Items from a data source:
[Start of Attachment]

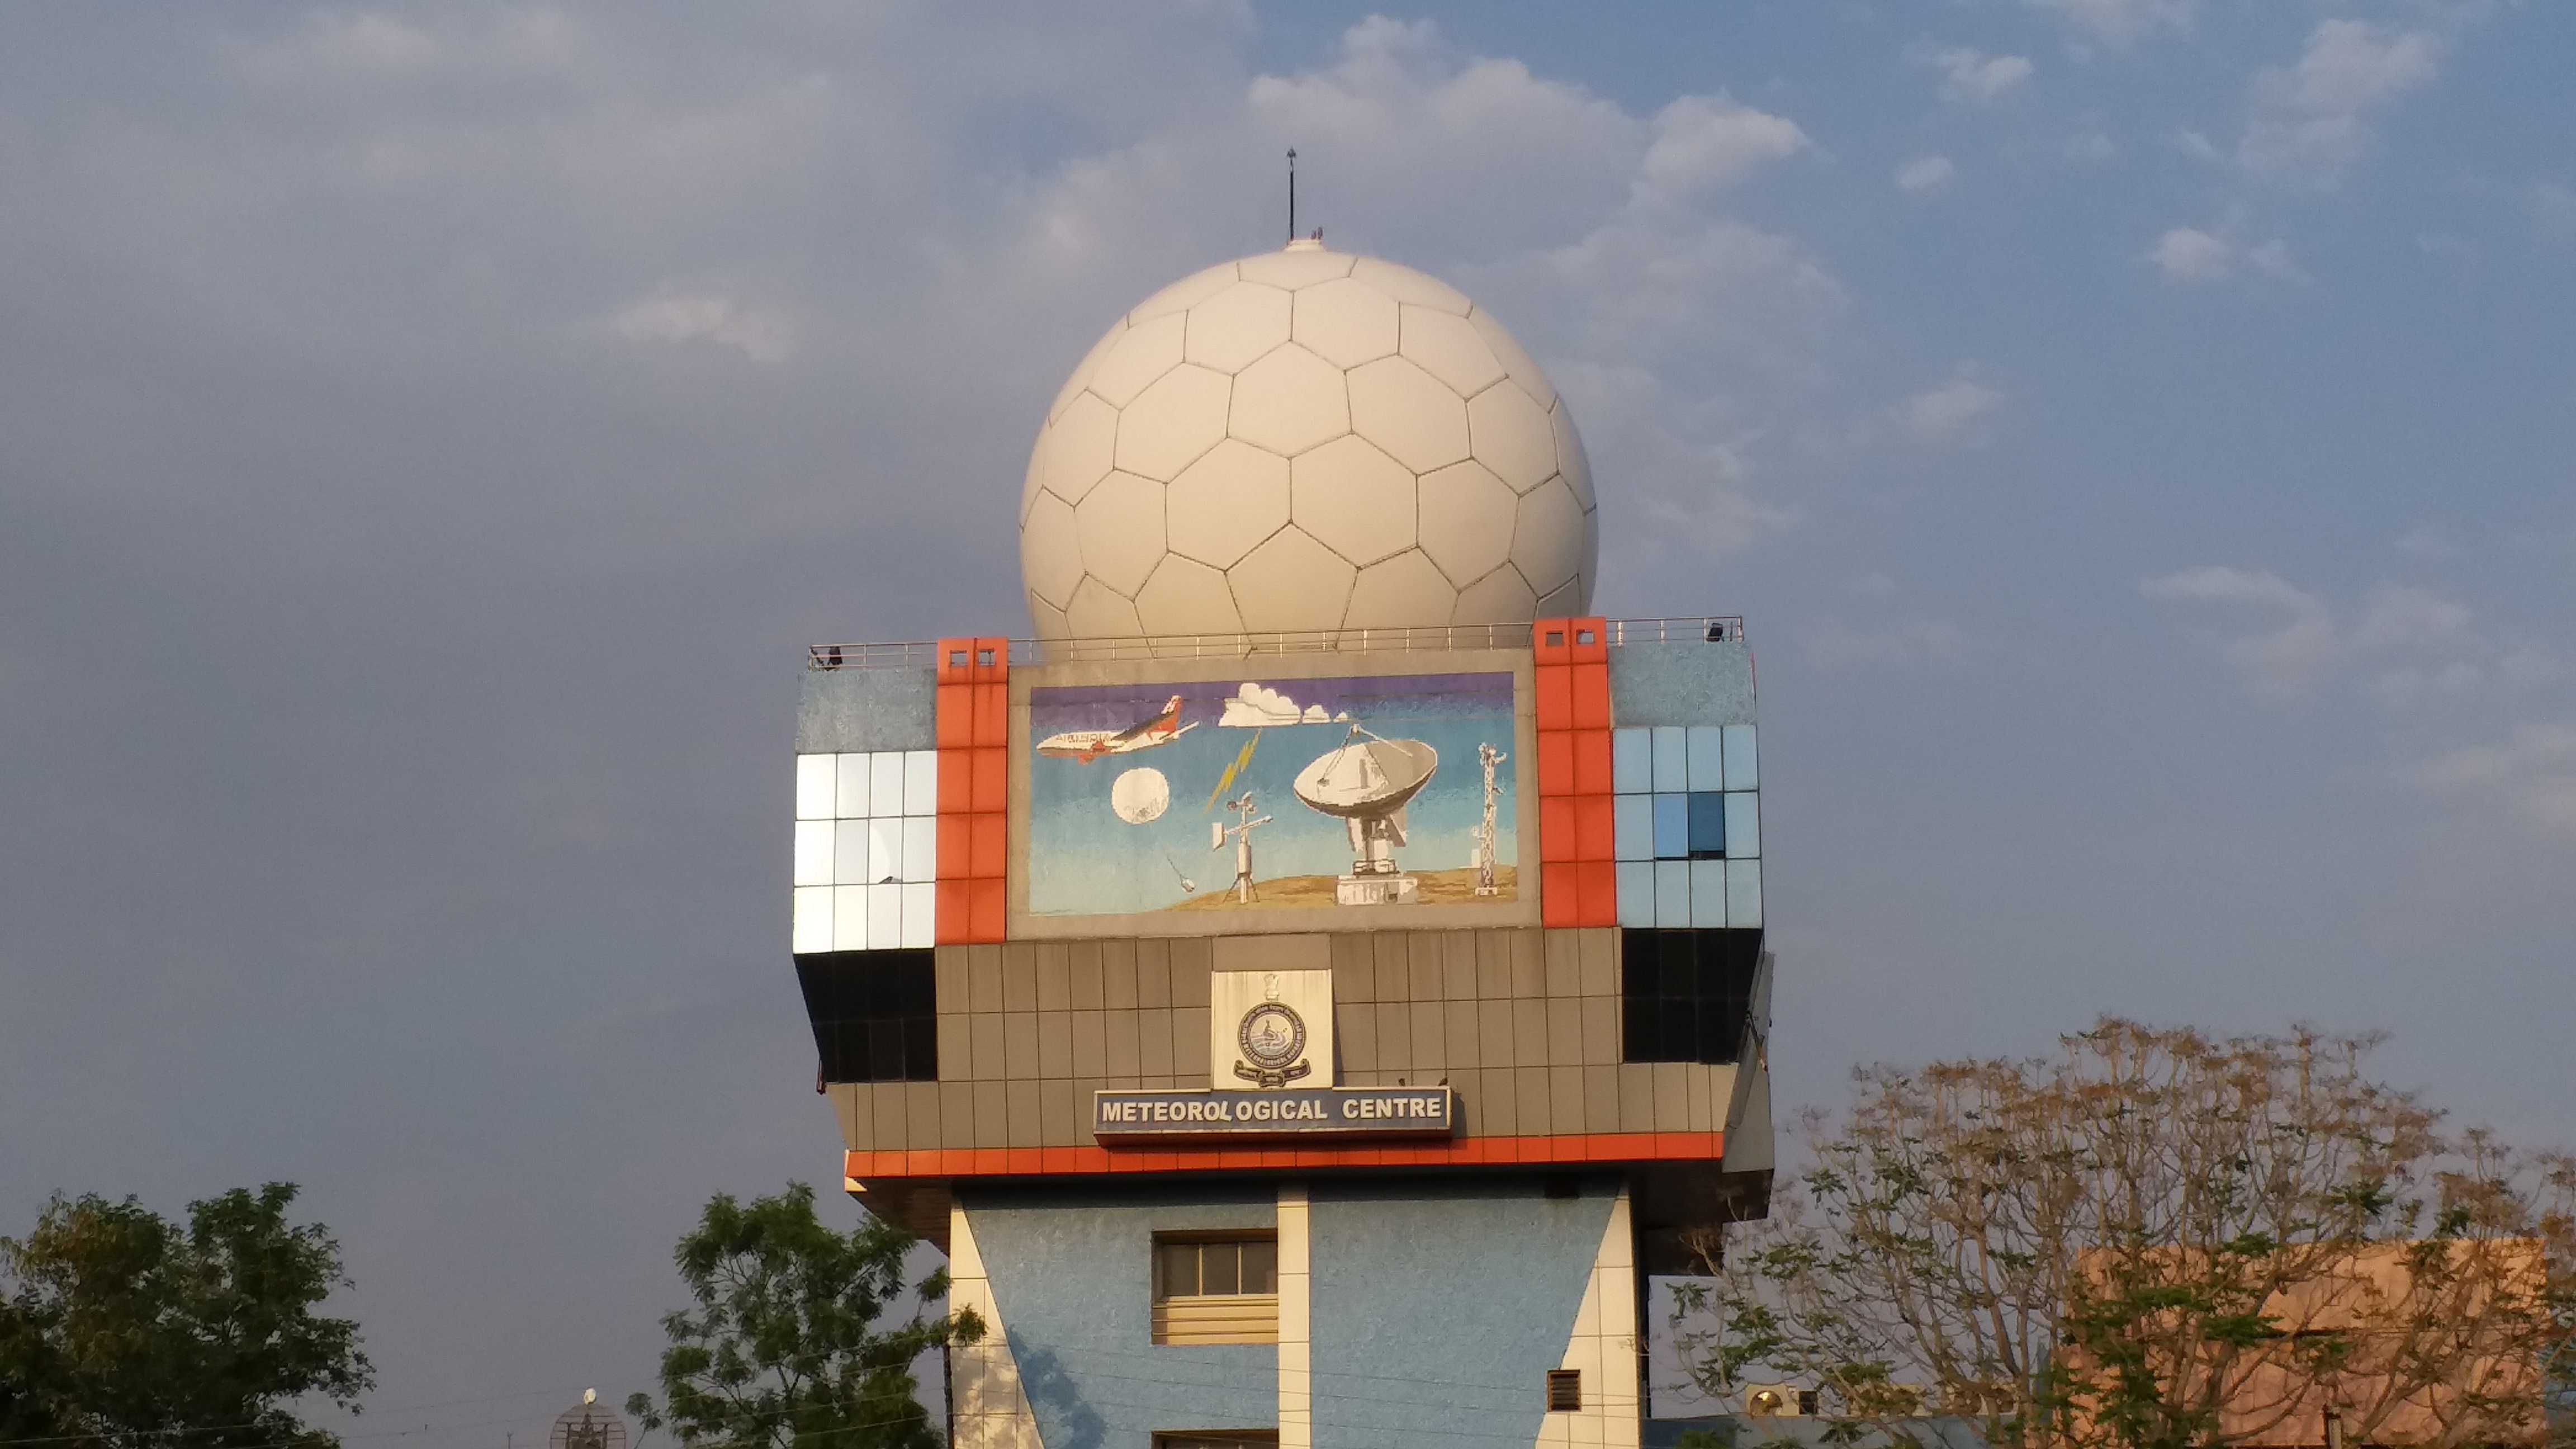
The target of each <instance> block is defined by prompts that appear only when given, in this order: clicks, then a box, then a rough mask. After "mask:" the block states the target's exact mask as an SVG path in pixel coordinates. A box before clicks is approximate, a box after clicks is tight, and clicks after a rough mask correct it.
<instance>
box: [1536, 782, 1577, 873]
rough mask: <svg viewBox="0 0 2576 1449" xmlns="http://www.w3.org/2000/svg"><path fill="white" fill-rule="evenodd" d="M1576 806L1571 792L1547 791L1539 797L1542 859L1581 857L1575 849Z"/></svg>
mask: <svg viewBox="0 0 2576 1449" xmlns="http://www.w3.org/2000/svg"><path fill="white" fill-rule="evenodd" d="M1574 817H1577V810H1574V797H1571V794H1548V797H1540V799H1538V859H1540V861H1548V864H1553V861H1574V859H1582V856H1577V851H1574V843H1577V820H1574Z"/></svg>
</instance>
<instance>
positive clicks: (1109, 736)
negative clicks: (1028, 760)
mask: <svg viewBox="0 0 2576 1449" xmlns="http://www.w3.org/2000/svg"><path fill="white" fill-rule="evenodd" d="M1190 730H1198V722H1195V719H1193V722H1188V724H1182V722H1180V696H1177V694H1175V696H1172V699H1167V701H1164V706H1162V714H1157V717H1151V719H1141V722H1136V724H1128V727H1126V730H1066V732H1061V735H1048V737H1043V740H1038V753H1041V755H1054V758H1059V761H1082V763H1092V761H1097V758H1103V755H1133V753H1136V750H1151V748H1154V745H1170V743H1172V740H1180V737H1182V735H1188V732H1190Z"/></svg>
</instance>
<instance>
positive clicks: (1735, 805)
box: [1726, 789, 1762, 859]
mask: <svg viewBox="0 0 2576 1449" xmlns="http://www.w3.org/2000/svg"><path fill="white" fill-rule="evenodd" d="M1759 853H1762V797H1759V794H1754V792H1749V789H1739V792H1734V794H1728V797H1726V856H1728V859H1749V856H1759Z"/></svg>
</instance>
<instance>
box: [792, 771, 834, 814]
mask: <svg viewBox="0 0 2576 1449" xmlns="http://www.w3.org/2000/svg"><path fill="white" fill-rule="evenodd" d="M829 817H832V755H796V820H829Z"/></svg>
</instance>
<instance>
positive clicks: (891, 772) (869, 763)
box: [868, 750, 904, 815]
mask: <svg viewBox="0 0 2576 1449" xmlns="http://www.w3.org/2000/svg"><path fill="white" fill-rule="evenodd" d="M902 802H904V753H902V750H878V753H873V755H868V804H871V810H868V815H902V812H904V804H902Z"/></svg>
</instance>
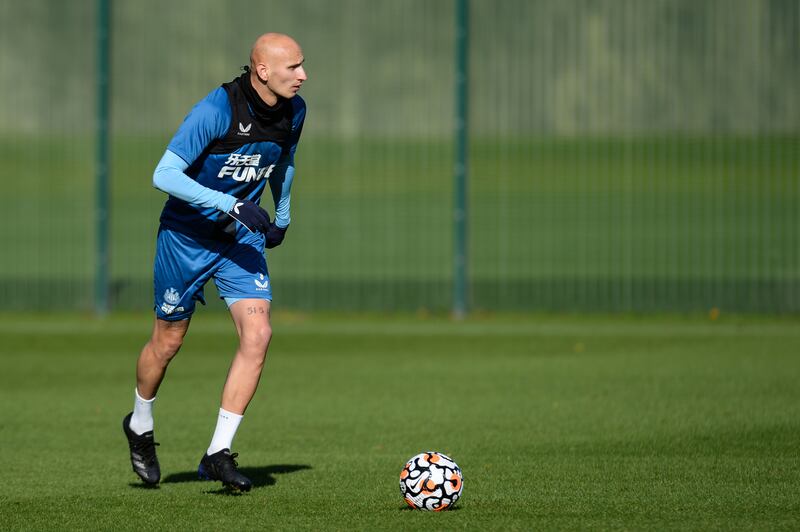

[End of Attachment]

Task details: Up to and including the line with "box: [1536, 782, 1577, 873]", copy the data above from its first line. Skip pictures.

Expected answer:
The target of each <instance> block is defined by prompts that appear only when given, in this order: clicks, then a box, then a rough mask. After "mask:" the block states the target's exact mask as an SVG path in pixel coordinates. A box before clicks is approximate, a box after clicks is tight, and clicks after a rough mask correct it.
<instance>
box: [1536, 782, 1577, 873]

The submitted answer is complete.